> **WHAT TO WORK ON**
Here the requirement is to repeat every record exactly, in full.

> **MATERIAL TO PROCESS**
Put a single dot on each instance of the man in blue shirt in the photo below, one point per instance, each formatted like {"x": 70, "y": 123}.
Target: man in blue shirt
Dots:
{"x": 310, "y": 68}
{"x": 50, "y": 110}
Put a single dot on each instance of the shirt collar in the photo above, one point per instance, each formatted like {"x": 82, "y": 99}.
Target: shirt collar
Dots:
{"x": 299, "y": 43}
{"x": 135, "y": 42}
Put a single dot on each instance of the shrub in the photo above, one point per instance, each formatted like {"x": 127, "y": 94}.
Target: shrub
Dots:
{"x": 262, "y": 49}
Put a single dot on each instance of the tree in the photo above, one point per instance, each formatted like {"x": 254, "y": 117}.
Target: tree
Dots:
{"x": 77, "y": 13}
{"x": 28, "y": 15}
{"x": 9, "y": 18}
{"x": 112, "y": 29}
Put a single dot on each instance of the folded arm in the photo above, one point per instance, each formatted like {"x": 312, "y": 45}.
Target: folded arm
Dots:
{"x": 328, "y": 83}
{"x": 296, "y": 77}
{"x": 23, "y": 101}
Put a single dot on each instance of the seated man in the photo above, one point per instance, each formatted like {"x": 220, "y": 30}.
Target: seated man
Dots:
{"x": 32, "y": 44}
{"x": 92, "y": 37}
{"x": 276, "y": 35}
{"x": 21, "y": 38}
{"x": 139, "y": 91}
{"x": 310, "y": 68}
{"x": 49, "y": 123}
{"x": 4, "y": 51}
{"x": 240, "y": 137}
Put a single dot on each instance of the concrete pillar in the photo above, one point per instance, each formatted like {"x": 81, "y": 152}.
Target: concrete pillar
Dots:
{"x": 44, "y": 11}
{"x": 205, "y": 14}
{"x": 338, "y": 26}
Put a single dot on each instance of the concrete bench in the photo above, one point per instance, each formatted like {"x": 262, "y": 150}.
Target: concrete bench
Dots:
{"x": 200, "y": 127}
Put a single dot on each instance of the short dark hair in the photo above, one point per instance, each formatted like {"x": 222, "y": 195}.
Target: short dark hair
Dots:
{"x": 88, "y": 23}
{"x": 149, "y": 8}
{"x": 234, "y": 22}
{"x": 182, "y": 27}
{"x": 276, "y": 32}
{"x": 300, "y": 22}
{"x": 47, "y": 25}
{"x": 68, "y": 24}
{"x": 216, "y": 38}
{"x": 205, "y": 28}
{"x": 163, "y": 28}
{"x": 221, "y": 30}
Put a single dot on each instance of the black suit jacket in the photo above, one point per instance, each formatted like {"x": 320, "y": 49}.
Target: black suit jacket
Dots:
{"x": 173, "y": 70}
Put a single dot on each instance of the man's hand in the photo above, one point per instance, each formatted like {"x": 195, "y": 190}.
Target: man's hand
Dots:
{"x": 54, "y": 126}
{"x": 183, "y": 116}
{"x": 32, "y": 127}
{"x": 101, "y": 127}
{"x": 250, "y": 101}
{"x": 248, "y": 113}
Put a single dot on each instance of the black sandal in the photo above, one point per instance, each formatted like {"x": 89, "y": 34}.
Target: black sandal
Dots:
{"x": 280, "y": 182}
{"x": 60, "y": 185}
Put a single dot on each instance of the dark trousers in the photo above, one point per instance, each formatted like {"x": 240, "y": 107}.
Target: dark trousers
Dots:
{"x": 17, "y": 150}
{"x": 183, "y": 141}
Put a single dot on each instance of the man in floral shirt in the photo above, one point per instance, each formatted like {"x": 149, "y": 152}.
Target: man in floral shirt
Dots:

> **EXERCISE RESULT**
Put a single dot on each instance of the man in blue shirt in the photo below, one point per instance, each formatted like {"x": 70, "y": 123}.
Target: man in blue shirt
Dots:
{"x": 310, "y": 68}
{"x": 50, "y": 110}
Put a single dot on each instance of the shirt collar in the photo above, one point per instance, each formatted like {"x": 82, "y": 99}.
Target: shirt collar
Dots:
{"x": 299, "y": 43}
{"x": 135, "y": 42}
Put a single dot on each instance of the shrub in the photo above, one point per instance, each formatted like {"x": 127, "y": 94}.
Target: shrub
Dots:
{"x": 262, "y": 49}
Put a single dot on each instance of the tree in the photo above, one point per instance, each formatted like {"x": 254, "y": 117}.
Target: tree
Dots:
{"x": 77, "y": 13}
{"x": 28, "y": 15}
{"x": 9, "y": 18}
{"x": 112, "y": 29}
Put a single dot on each instance of the folded arm in the photo above, one point per instance, each formatted like {"x": 312, "y": 45}.
Target: folded arm
Dots:
{"x": 328, "y": 83}
{"x": 296, "y": 77}
{"x": 23, "y": 101}
Put a single dot on each instance of the seated man in the photo above, one point per instance, each formatted like {"x": 220, "y": 30}.
Target: seated man
Dots:
{"x": 32, "y": 44}
{"x": 92, "y": 37}
{"x": 276, "y": 35}
{"x": 21, "y": 38}
{"x": 139, "y": 91}
{"x": 310, "y": 68}
{"x": 49, "y": 123}
{"x": 4, "y": 51}
{"x": 240, "y": 137}
Put a single dot on each instance of the concrete pillar in the photo above, one point per instance, each formatted like {"x": 81, "y": 152}.
Target: concrete pillar
Dots:
{"x": 44, "y": 11}
{"x": 205, "y": 14}
{"x": 338, "y": 26}
Put a single dot on each instance of the concrete bench in the photo above, one point per instance, each formatted like {"x": 262, "y": 150}.
Target: concrete bench
Dots:
{"x": 200, "y": 127}
Put a single dot on each instance of the short dark hair in the photo above, one point per instance, each formatted like {"x": 222, "y": 195}.
Target: short dark hair
Dots:
{"x": 88, "y": 23}
{"x": 149, "y": 8}
{"x": 234, "y": 22}
{"x": 182, "y": 27}
{"x": 276, "y": 32}
{"x": 300, "y": 22}
{"x": 47, "y": 25}
{"x": 68, "y": 24}
{"x": 216, "y": 38}
{"x": 205, "y": 28}
{"x": 163, "y": 28}
{"x": 221, "y": 30}
Put a single dot on each instance of the black suit jacket in the photo above, one point per instance, each formatted like {"x": 320, "y": 49}.
Target: black suit jacket
Dots:
{"x": 173, "y": 70}
Put a single dot on each instance of the man's hand in the photo above, one point per instance, each formatted like {"x": 195, "y": 190}.
Target: man's hand
Dots:
{"x": 54, "y": 126}
{"x": 183, "y": 116}
{"x": 32, "y": 127}
{"x": 101, "y": 127}
{"x": 250, "y": 101}
{"x": 248, "y": 113}
Put a single dot on each instance of the black sandal in the photo above, one point per instance, each formatted like {"x": 89, "y": 34}.
Target: black sandal
Dots:
{"x": 280, "y": 182}
{"x": 60, "y": 185}
Put a single dot on each instance of the dark trousers in the photo above, one point per instance, each formatted like {"x": 240, "y": 107}.
Target: dark trousers
Dots:
{"x": 17, "y": 150}
{"x": 183, "y": 141}
Put a single dot on each instance of the man in floral shirt in the photo above, one point per instance, each formatted like {"x": 149, "y": 152}.
Target: man in floral shirt
Dots:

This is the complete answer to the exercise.